- **TEXT EXCERPT**
+===+

Texarkana Gazette

B. Dylan Hollis gives wacky vintage cookbook recipes a new life

- JESS ENG

You never know what B. Dylan Hollis might be cooking. Today, it’s an innocent-looking peanut butter bread. But tomorrow, Velveeta fudge and tuna salad Jell-O are fair game.

These recipes, wacky as they might sound, are not figurative foods from a mad tea party. Hollis only needs to open one of his 20th-century vintage cookbooks for inspiratio­n, an obsession that he now shares with an audience of 9 million followers on TikTok.

“I can assure you the absurdity of recipes you can find in old print, I have no need to make anything up,” says Hollis, who posts as bdylanholl­is. “Just buy a cookbook from 1970, and you’ll know what I mean.”

While pandemic bakers dug their hands into sourdough and banana bread, Hollis, 27, found another source of inspiratio­n: vintage cookery. From his humble kitchen, Hollis researches, bakes and tests his way through the 20th century. It’s a journey that’s led him to Depression-era fake apple pies, 1960s SpaghettiO­s Jell-O rings and through eras marked by shortages, war and ultraproce­ssed groceries. It’s not only the weird recipes that viewers cling to; Hollis’s animated personalit­y and slapstick jokes make him an endearing guide of a former century.

Hollis had never baked seriously before the pandemic. Mid-century America, on the other hand, had been a long-nurtured obsession. Born and raised in Bermuda, Hollis moved in 2014 to attend college in Laramie, Wyo., where he studied 1940s big band jazz and drove around in a classic 1963 Cadillac. At the start of the pandemic, he began posting funny shorts to TikTok about Wyoming and jazz, mostly to avoid boredom. But once he stumbled upon his first few vintage recipes, he was hooked.

“I would be baking, say, a 1932 quick bread. And I felt for a moment, just as if I was in 1932 with all of the restrictio­ns that they had at the time,” he says. “I don’t think there’s much else that can bring about that reaction. I fell in love with it.”

When Hollis attempts a vintage recipe, results are never guaranteed. Groans and grimaces often accompany his on-camera recipe tests - especially when gelatin or canned food is involved. What sets Hollis apart from other TikTok food creators is his daringness to try, and be surprised, by these absurd-sounding recipes.

+===+

- **INPUT DATA**
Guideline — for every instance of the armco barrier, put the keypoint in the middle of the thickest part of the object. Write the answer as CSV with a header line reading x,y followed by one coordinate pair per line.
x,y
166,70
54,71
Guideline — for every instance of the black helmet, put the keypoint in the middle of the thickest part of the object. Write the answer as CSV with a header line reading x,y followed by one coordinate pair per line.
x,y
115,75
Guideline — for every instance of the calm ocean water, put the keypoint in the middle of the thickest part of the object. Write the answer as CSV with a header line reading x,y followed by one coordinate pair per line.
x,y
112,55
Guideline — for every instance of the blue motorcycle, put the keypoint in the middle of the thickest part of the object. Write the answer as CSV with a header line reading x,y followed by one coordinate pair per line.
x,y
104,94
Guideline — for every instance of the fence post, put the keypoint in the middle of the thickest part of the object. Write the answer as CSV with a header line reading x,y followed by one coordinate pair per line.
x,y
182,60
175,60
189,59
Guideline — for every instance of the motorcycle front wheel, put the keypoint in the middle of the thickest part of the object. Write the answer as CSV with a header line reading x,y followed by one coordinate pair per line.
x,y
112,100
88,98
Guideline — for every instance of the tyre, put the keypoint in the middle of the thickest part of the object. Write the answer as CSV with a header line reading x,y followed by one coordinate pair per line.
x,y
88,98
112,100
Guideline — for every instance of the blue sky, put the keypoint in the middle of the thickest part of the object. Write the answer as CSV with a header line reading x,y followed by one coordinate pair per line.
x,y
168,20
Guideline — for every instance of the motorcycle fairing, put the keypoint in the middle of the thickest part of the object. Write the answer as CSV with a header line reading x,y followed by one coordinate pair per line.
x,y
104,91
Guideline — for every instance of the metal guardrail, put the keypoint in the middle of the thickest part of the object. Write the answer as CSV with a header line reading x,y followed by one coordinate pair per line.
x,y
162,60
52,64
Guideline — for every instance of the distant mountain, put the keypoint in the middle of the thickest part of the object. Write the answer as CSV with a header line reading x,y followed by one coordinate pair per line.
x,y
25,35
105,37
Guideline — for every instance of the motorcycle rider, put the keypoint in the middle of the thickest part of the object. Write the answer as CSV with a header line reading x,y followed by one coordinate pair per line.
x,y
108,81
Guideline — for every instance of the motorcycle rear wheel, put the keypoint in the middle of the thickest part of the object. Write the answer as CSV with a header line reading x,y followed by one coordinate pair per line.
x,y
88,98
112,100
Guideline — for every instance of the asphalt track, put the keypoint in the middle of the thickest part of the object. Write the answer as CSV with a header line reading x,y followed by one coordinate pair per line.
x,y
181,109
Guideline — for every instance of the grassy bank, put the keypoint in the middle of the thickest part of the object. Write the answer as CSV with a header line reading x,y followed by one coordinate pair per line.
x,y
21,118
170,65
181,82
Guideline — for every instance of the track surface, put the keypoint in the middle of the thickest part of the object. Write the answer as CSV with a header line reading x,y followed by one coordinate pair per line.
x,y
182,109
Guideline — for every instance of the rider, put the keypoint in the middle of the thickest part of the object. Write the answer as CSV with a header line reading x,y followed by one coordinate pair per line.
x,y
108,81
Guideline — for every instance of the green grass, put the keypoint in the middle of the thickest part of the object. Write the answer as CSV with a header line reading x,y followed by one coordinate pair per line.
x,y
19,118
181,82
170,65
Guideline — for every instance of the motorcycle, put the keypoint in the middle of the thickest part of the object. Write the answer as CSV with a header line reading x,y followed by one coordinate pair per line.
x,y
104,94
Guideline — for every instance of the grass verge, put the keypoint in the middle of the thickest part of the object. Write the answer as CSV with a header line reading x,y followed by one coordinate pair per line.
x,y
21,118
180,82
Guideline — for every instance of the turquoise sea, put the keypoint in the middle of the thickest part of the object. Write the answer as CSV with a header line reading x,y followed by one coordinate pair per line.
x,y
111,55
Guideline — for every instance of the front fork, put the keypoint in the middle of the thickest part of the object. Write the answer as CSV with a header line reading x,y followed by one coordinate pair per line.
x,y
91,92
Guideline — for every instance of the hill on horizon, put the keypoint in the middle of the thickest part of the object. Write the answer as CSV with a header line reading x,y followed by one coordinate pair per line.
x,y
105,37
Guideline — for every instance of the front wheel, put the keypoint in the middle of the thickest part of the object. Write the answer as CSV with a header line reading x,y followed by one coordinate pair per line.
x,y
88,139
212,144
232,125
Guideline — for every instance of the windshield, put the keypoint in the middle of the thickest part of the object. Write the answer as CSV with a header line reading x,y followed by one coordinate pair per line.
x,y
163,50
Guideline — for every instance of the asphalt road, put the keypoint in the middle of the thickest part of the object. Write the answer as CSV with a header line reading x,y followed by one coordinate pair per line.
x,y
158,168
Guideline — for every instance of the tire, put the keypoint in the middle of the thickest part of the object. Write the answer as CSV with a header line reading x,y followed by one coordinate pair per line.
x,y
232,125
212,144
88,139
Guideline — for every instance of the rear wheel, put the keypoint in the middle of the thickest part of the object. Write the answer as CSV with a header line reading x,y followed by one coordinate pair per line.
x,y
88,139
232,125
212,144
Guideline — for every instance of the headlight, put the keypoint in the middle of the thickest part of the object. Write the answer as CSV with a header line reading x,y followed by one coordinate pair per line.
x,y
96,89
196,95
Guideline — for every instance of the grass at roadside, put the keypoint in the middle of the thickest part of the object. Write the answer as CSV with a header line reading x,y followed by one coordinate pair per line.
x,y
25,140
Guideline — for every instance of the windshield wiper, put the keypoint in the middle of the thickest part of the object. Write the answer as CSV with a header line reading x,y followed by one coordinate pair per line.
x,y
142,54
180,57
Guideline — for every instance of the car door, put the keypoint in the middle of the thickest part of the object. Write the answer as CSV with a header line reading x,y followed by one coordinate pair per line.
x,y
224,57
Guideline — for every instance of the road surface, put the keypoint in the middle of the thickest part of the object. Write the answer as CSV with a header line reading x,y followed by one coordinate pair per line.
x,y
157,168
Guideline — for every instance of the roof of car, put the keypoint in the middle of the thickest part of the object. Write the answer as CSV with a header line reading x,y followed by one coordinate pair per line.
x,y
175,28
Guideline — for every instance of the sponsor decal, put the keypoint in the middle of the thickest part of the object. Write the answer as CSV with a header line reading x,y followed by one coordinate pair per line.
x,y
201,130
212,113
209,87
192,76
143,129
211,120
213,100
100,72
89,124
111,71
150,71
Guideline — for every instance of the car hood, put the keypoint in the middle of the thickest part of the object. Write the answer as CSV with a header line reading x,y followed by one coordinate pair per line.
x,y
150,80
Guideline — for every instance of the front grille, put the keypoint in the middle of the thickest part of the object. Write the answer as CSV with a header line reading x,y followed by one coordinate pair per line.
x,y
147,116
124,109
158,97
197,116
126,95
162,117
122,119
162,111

+===+

- **AIM OF THE EXERCISE**
Copy the part of the B. Dylan Hollis article above that begins with the words "Texarkana Gazette" and stops after "are fair game.", keeping every word unchanged.

- **FINISHED EXERCISE**
Texarkana Gazette

B. Dylan Hollis gives wacky vintage cookbook recipes a new life

- JESS ENG

You never know what B. Dylan Hollis might be cooking. Today, it’s an innocent-looking peanut butter bread. But tomorrow, Velveeta fudge and tuna salad Jell-O are fair game.